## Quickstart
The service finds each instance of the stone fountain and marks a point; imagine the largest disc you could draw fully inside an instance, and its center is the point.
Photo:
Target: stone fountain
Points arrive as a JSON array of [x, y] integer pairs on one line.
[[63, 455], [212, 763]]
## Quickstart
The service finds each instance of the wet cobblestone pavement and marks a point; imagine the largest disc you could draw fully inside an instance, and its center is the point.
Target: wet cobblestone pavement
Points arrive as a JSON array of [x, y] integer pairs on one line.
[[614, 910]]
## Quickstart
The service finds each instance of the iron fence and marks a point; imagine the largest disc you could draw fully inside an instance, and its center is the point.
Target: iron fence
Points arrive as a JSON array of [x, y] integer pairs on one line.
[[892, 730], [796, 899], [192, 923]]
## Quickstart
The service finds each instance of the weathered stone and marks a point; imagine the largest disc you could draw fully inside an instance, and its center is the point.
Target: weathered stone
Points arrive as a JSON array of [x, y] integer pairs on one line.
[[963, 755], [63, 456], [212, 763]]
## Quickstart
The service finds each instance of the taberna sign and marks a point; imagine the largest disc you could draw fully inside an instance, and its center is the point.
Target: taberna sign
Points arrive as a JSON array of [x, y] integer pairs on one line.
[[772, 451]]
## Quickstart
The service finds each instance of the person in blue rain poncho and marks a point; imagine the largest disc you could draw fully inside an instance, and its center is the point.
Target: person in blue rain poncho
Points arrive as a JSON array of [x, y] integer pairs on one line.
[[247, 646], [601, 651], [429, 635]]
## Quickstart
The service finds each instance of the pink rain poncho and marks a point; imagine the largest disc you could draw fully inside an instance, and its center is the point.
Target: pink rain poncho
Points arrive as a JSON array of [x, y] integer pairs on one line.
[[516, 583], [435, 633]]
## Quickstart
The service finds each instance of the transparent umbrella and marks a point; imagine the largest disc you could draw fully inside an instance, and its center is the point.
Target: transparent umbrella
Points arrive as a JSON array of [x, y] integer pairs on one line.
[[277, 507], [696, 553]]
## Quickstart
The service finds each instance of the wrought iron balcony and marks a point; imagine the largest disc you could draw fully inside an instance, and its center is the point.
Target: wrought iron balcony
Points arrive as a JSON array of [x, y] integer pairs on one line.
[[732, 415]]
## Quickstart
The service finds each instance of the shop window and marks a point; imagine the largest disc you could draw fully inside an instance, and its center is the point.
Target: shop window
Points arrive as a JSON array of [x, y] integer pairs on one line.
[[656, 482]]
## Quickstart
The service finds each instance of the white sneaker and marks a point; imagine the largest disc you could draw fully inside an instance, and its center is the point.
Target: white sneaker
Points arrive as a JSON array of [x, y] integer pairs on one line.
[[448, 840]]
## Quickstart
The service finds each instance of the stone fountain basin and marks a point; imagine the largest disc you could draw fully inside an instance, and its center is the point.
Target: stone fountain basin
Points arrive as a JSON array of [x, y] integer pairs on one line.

Your task
Reproduce the listing line for line, starting at its first line and ending at the line containing "[[63, 455], [212, 763]]", with both of those lines included.

Answer in full
## Quickstart
The service finds each instance of the stone fountain and marks a point; imagine the largest disc you could draw fully inside an instance, and its center is the point.
Photo:
Target: stone fountain
Points arrive as a JSON array of [x, y] integer pairs on one line.
[[63, 455], [212, 763]]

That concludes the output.